**Provided data**
===============

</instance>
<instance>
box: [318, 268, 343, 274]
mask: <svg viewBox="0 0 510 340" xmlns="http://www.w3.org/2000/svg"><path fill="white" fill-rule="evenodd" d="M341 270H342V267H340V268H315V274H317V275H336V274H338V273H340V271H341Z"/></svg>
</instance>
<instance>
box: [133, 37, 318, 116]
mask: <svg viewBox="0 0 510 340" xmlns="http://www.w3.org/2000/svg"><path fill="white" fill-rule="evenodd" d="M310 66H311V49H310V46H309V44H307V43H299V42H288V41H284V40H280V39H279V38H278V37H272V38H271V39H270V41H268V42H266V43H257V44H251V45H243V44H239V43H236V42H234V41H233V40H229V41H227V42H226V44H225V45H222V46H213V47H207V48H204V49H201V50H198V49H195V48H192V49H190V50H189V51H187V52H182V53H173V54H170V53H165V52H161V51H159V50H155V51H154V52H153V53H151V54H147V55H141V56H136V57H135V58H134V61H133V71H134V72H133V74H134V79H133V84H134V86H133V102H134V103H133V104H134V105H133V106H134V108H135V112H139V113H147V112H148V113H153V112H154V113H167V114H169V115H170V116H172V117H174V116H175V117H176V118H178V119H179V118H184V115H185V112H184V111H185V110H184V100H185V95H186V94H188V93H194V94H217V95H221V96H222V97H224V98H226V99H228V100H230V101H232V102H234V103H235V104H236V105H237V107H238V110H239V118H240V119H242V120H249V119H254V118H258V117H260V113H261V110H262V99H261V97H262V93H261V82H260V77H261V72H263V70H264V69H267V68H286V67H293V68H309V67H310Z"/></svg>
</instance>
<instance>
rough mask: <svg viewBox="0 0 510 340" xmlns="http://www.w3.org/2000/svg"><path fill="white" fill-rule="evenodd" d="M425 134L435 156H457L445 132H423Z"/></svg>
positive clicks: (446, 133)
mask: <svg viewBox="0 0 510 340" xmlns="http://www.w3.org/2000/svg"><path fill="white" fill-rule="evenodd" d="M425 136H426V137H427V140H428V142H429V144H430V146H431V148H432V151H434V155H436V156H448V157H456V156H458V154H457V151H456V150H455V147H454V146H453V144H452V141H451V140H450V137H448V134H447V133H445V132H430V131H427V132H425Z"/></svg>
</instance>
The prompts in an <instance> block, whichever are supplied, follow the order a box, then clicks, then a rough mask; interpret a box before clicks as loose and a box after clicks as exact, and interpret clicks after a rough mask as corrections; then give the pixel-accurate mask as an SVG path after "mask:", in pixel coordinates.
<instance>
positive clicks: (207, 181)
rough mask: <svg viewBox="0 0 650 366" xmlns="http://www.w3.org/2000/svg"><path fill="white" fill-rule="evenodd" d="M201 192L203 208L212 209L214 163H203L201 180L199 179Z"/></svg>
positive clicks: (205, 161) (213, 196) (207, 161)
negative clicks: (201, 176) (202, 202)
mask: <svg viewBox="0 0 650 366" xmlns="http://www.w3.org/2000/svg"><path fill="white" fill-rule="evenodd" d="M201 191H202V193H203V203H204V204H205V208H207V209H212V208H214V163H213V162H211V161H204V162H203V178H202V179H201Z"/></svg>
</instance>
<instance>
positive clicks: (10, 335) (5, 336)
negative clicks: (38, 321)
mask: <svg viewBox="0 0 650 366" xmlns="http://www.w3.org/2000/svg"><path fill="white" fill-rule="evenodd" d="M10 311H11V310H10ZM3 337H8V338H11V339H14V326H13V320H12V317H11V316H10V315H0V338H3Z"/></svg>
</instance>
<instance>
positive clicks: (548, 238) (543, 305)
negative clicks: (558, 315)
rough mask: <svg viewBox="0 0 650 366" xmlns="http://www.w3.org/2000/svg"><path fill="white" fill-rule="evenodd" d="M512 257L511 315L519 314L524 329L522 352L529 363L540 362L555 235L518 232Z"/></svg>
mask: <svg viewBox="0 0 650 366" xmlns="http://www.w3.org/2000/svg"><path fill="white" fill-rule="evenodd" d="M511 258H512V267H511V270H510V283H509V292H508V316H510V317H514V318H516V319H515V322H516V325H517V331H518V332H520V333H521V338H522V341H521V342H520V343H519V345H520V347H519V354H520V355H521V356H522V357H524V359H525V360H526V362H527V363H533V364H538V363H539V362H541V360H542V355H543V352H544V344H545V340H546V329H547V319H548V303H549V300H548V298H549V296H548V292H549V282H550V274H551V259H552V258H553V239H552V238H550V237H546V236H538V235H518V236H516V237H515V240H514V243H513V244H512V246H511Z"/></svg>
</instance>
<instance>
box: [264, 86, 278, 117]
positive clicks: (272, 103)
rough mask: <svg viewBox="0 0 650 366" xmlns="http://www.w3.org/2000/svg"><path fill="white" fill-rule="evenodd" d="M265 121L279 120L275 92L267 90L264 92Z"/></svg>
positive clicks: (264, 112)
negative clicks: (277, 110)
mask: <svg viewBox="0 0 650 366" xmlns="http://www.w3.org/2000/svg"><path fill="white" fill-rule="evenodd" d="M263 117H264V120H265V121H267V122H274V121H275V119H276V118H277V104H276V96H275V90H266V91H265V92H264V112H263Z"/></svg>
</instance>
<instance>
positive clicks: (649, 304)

===============

**Activity**
Pull out each line of the entries above that contains the string "rough". Matching is case-sensitive.

**Answer to this task**
rough mask: <svg viewBox="0 0 510 340" xmlns="http://www.w3.org/2000/svg"><path fill="white" fill-rule="evenodd" d="M425 134L435 156H457L445 132H423Z"/></svg>
The prompts in an <instance> block, whichever are supplied, follow the order a box, then clicks, then a rough mask; interpret a box before clicks as loose and a box after clicks as exact, and interpret clicks after a rough mask as corrections; then give the pixel-accurate mask as an SVG path after "mask:", in pixel coordinates.
rough mask: <svg viewBox="0 0 650 366" xmlns="http://www.w3.org/2000/svg"><path fill="white" fill-rule="evenodd" d="M201 192L203 208L212 209L214 163H203L201 180L199 179Z"/></svg>
rough mask: <svg viewBox="0 0 650 366" xmlns="http://www.w3.org/2000/svg"><path fill="white" fill-rule="evenodd" d="M512 257L511 315L519 314L524 329L522 352L529 363L540 362L555 235L518 232Z"/></svg>
rough mask: <svg viewBox="0 0 650 366" xmlns="http://www.w3.org/2000/svg"><path fill="white" fill-rule="evenodd" d="M265 121L279 120L275 92L267 90L264 92Z"/></svg>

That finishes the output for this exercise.